Top of RECORDS SUPPLIED

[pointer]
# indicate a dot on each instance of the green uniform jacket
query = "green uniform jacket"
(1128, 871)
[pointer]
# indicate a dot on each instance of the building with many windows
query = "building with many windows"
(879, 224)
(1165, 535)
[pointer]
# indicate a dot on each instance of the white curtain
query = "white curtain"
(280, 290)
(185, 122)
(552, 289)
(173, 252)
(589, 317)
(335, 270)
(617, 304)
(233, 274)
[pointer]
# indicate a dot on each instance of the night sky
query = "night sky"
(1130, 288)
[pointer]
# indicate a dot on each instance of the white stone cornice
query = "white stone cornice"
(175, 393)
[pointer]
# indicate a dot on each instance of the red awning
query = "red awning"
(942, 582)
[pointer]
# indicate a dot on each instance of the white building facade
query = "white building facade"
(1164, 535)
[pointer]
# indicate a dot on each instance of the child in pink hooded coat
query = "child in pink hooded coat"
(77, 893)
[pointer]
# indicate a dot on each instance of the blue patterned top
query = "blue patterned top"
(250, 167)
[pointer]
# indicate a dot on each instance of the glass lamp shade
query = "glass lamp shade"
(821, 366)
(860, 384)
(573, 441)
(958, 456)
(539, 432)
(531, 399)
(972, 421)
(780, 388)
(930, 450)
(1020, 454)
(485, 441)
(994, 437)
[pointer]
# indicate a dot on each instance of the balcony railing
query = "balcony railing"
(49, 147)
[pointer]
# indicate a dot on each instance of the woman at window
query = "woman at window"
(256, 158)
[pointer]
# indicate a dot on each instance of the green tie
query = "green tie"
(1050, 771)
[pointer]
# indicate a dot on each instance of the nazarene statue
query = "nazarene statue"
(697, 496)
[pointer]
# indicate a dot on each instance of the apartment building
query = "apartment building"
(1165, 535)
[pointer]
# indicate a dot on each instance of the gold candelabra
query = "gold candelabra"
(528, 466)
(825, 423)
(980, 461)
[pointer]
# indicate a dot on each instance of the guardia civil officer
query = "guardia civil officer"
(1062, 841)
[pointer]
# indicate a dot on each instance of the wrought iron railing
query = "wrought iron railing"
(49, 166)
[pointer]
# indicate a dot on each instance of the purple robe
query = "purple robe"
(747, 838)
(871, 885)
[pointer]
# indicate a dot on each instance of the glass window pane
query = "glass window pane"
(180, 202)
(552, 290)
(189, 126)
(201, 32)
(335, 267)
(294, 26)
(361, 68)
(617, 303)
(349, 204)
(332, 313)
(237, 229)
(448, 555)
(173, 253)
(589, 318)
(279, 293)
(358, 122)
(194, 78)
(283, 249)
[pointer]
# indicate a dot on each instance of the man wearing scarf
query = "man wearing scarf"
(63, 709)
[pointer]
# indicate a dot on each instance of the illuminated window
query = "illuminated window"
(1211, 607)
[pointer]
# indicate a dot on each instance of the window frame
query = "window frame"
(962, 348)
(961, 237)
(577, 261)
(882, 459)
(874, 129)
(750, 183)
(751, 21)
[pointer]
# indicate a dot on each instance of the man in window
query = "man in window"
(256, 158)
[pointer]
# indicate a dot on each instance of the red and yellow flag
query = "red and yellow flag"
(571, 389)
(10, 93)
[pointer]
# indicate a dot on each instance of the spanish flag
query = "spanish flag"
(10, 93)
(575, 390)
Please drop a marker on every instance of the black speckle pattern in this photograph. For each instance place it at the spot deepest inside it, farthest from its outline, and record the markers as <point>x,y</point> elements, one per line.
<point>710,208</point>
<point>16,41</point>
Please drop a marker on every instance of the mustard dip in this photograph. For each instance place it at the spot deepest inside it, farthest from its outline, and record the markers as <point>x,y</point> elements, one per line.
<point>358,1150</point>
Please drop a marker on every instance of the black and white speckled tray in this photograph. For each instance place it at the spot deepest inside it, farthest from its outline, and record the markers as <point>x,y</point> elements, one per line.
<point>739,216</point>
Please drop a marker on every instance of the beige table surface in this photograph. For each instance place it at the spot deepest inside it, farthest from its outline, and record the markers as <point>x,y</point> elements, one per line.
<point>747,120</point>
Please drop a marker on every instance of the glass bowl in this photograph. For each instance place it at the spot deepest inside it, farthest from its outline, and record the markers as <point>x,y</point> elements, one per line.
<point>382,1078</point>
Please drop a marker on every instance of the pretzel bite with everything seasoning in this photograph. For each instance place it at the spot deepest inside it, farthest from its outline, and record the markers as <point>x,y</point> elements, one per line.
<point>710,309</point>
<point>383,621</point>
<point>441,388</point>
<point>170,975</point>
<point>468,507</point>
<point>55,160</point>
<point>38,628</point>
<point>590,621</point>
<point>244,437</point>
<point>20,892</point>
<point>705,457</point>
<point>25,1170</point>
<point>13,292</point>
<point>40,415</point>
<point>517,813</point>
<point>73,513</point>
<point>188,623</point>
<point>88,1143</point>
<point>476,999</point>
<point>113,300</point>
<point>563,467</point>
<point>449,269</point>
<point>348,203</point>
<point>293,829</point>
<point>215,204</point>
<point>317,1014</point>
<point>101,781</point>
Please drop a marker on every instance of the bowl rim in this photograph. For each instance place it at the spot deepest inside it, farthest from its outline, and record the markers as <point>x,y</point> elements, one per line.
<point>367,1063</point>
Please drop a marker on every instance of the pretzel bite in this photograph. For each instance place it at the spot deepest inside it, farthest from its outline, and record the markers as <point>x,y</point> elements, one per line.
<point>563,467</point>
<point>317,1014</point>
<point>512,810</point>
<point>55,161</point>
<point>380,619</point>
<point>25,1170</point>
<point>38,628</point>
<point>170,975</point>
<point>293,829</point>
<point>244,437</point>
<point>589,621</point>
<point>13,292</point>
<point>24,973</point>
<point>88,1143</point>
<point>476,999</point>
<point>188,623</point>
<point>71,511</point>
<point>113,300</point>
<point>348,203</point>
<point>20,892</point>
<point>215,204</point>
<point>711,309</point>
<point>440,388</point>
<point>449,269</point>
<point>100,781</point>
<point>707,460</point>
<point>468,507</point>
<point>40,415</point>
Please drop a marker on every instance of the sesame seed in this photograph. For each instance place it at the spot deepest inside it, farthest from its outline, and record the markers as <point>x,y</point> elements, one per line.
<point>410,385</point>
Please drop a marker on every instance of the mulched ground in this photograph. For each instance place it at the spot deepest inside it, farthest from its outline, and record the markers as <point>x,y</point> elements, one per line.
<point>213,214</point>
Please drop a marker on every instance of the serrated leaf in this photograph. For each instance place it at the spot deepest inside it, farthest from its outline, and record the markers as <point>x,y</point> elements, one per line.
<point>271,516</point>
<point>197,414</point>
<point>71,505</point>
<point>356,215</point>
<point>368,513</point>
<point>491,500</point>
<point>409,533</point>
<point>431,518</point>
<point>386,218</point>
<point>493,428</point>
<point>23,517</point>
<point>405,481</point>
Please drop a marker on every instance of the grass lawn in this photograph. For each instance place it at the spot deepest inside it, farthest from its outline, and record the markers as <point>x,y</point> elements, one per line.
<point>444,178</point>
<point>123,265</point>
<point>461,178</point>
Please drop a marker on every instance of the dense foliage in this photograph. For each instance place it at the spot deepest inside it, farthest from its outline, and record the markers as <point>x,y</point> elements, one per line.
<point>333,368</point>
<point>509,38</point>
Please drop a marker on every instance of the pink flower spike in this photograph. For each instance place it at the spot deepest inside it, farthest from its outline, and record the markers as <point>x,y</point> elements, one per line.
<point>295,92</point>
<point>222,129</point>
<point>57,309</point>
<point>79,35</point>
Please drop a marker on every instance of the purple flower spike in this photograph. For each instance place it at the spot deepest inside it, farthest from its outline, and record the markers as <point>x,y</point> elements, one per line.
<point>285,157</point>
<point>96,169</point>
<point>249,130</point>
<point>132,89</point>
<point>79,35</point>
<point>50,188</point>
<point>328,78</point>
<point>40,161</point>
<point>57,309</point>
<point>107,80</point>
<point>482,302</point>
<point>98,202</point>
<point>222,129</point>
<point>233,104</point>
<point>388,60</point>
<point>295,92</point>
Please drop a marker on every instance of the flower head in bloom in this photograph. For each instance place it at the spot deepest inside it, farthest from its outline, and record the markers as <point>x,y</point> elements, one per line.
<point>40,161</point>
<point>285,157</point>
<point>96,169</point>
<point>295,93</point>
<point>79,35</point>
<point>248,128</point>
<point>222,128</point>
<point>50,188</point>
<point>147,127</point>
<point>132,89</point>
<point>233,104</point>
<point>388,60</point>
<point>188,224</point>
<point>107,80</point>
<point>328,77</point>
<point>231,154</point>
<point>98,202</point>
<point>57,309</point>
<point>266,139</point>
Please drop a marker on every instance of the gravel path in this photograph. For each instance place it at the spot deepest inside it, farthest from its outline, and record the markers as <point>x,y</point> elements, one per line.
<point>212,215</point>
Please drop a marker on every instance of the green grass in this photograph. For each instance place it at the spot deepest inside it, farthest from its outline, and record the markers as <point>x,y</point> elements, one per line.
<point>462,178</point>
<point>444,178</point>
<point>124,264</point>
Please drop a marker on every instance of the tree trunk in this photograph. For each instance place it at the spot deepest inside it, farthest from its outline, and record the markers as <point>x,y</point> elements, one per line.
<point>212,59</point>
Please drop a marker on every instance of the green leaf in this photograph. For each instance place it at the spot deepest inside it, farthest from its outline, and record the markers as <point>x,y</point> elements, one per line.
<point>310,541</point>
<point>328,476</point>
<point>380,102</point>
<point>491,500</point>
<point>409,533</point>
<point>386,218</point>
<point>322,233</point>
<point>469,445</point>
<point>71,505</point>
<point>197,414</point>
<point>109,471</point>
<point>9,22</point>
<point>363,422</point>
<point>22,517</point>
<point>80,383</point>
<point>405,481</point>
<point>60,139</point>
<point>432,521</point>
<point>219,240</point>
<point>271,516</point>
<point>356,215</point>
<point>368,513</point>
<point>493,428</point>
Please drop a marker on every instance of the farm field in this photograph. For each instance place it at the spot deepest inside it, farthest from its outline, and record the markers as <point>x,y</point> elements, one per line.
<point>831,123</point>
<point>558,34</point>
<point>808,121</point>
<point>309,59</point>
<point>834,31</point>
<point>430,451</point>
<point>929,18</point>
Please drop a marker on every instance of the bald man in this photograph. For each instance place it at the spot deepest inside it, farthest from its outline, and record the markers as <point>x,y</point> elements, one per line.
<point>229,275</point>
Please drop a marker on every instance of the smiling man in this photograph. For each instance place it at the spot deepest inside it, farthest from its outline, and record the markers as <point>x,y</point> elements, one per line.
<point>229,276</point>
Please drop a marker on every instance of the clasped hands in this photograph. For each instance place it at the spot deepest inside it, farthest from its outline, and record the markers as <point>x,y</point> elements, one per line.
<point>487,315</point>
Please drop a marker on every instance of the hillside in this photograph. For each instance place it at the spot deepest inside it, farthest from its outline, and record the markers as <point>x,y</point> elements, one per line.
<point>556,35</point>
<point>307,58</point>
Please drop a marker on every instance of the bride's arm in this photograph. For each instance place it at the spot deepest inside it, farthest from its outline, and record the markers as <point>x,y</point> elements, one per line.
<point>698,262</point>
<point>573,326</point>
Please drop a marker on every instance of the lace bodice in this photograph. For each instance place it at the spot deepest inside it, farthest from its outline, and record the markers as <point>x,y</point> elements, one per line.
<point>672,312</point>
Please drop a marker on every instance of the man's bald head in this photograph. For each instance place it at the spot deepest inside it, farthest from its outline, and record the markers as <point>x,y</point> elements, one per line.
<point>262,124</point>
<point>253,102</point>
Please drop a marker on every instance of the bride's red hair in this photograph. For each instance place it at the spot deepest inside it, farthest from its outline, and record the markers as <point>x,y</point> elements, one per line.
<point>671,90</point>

Bottom of RECORDS SUPPLIED

• **WHAT THE TASK ASKS**
Find the line with "# indicate a dot on each instance of the glass lamp" in the material above. Reproduce it and each line after it up to and including the line with "# indicate a dot on each instance of the window".

• **RESULT BELOW**
# indicate a dot on each instance of the glass lamp shade
query = "glass lamp shade"
(821, 366)
(860, 384)
(573, 441)
(958, 456)
(539, 432)
(531, 399)
(972, 421)
(780, 388)
(930, 450)
(1020, 454)
(485, 441)
(994, 437)
[pointer]
# indicate a dot on each instance of the balcony railing
query = "balcony railing"
(49, 147)
[pointer]
# indicate a dot on each instance of the woman at window
query = "woman at window"
(256, 158)
[pointer]
# indicate a dot on each instance of the green tie
query = "green tie"
(1050, 771)
[pointer]
# indicate a dot on each instance of the nazarene statue
query = "nazarene statue"
(697, 496)
[pointer]
# indicate a dot on each instance of the apartment building
query = "apartment building"
(1165, 535)
[pointer]
# indicate a dot on each instance of the gold candelabra
query = "gold candelabra"
(528, 466)
(825, 423)
(980, 461)
[pointer]
# indicate a dot on each instance of the guardia civil officer
query = "guardia civil officer"
(1062, 841)
[pointer]
# indicate a dot on each instance of the wrought iron railing
query = "wrought iron railing"
(49, 166)
[pointer]
# indicate a dot on each instance of the purple robe
query = "purple robe"
(747, 838)
(871, 885)
[pointer]
# indicate a dot on each instance of the glass window pane
query = "glass window pane"
(180, 202)
(552, 290)
(189, 126)
(201, 32)
(335, 267)
(294, 26)
(361, 68)
(617, 303)
(349, 204)
(332, 313)
(237, 229)
(448, 555)
(173, 253)
(589, 318)
(279, 293)
(358, 122)
(194, 78)
(283, 249)
[pointer]
# indicate a dot on each instance of the man wearing scarf
query = "man wearing scarf"
(63, 709)
[pointer]
# indicate a dot on each instance of the illuminated window
query = "illuminated window"
(1211, 607)
[pointer]
# indicate a dot on each instance of the window frame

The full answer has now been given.